Votre objectif: D'après le texte fourni, à quelle date TDC Suisse SA a-t-elle demandé l'autorisation de construire l'installation de téléphonie mobile à Thônex ?

Arrêt du 11 décembre 2006
Ire Cour de droit public

MM. les Juges Féraud, Président,
Aeschlimann et Fonjallaz.
Greffier: M. Parmelin.

A. ________ et consorts, représentés par Me Marcel Bersier, avocat,
recourants,

contre

TDC Suisse SA,
intimée, représentée par Me Horace Gautier, avocat,
Département des constructions et des technologies de l'information de la
République et canton de Genève, rue David-Dufour 5, case postale 22,
1211 Genève 8.

autorisation de construire une installation de téléphonie mobile en zone à
bâtir,

recours de droit public contre la décision du Département des constructions
et des technologies de l'information de la République et canton de Genève du
30 juin 2006.

Faits :

A.
Le 14 avril 2005, la société TDC Suisse SA a sollicité l'autorisation de
construire une installation de téléphonie mobile sur la parcelle n° 4431 de
la commune de Thônex, sise en 5e zone de construction. Soumis à l'enquête
publique du 13 mai au 13 juin 2005, ce projet a notamment suscité les
oppositions de A.________ et consorts.
Par décision du 16 août 2005, le Département de l'aménagement, de
l'équipement et du logement de la République et canton de Genève, devenu par
la suite le Département des constructions et des technologies de
l'information (ci-après: le Département), a refusé l'autorisation sollicitée.

Section de données:
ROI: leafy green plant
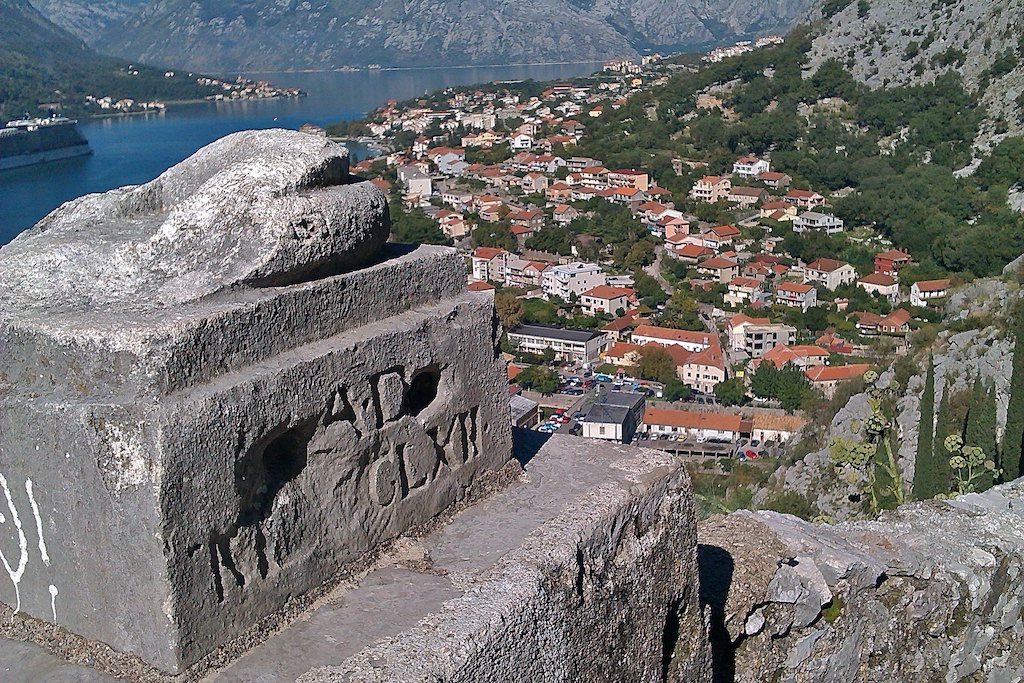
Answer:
[828,370,906,515]
[943,434,997,495]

Solution: Le 14 avril 2005.